__Trecho do documento__.
O programa anterior, uma parceria com a Netflix, tinha piadas insinuando que Jesus teve uma experiência homossexual após 40 dias no deserto. Lançada no canal do grupo no YouTube, a edição deste ano tem um Jesus rapper e muitas referências à política brasileira.
Em entrevista ao G1, o roterista e ator Fábio Porchat falou da inspiração no documentário e garantiu que as piadas bíblicas nunca vão se esgotar. “Só a história de Ló dá um especial inteiro maravilhoso.”
O atentado do ano passado e a lista de convidados do especial deste ano (Petra Costa, Emicida, Teresa Cristina) também foram comentados por ele.
G1 – Quando vocês começam a pensar nas ideias pro especial, assim que acabam o do ano anterior?

__Registros selecionados__.
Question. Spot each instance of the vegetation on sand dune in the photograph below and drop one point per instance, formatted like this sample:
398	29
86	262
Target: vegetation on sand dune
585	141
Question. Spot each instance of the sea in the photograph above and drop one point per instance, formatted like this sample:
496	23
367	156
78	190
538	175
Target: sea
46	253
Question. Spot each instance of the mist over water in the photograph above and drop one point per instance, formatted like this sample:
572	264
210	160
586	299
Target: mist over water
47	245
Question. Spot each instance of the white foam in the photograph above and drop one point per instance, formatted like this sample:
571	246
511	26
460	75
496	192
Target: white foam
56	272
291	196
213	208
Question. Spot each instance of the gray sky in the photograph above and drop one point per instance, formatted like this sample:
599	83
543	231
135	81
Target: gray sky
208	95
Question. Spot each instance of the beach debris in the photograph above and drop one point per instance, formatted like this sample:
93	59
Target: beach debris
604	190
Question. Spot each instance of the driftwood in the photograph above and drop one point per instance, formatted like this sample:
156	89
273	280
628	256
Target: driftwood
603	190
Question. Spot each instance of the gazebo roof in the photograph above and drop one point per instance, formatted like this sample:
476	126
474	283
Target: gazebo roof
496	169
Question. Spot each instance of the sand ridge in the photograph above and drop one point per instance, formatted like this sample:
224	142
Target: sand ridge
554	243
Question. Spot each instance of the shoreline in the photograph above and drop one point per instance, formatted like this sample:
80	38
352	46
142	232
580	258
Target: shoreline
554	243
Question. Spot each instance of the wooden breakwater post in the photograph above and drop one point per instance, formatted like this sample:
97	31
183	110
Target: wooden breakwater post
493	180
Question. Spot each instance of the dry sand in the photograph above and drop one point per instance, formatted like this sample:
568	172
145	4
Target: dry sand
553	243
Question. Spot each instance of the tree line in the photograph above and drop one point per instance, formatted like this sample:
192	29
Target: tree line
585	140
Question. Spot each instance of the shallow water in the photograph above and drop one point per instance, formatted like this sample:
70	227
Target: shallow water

__Lista de tarefas__.
1. Reproduza a passagem do trecho do documento que vai de "Em entrevista ao" até "do ano anterior?".
2. De acordo com o trecho do documento, onde foi lançada a edição deste ano do especial?

__Respostas por tarefa__.
1.
Em entrevista ao G1, o roterista e ator Fábio Porchat falou da inspiração no documentário e garantiu que as piadas bíblicas nunca vão se esgotar. “Só a história de Ló dá um especial inteiro maravilhoso.”
O atentado do ano passado e a lista de convidados do especial deste ano (Petra Costa, Emicida, Teresa Cristina) também foram comentados por ele.
G1 – Quando vocês começam a pensar nas ideias pro especial, assim que acabam o do ano anterior?

2. No canal do grupo no YouTube.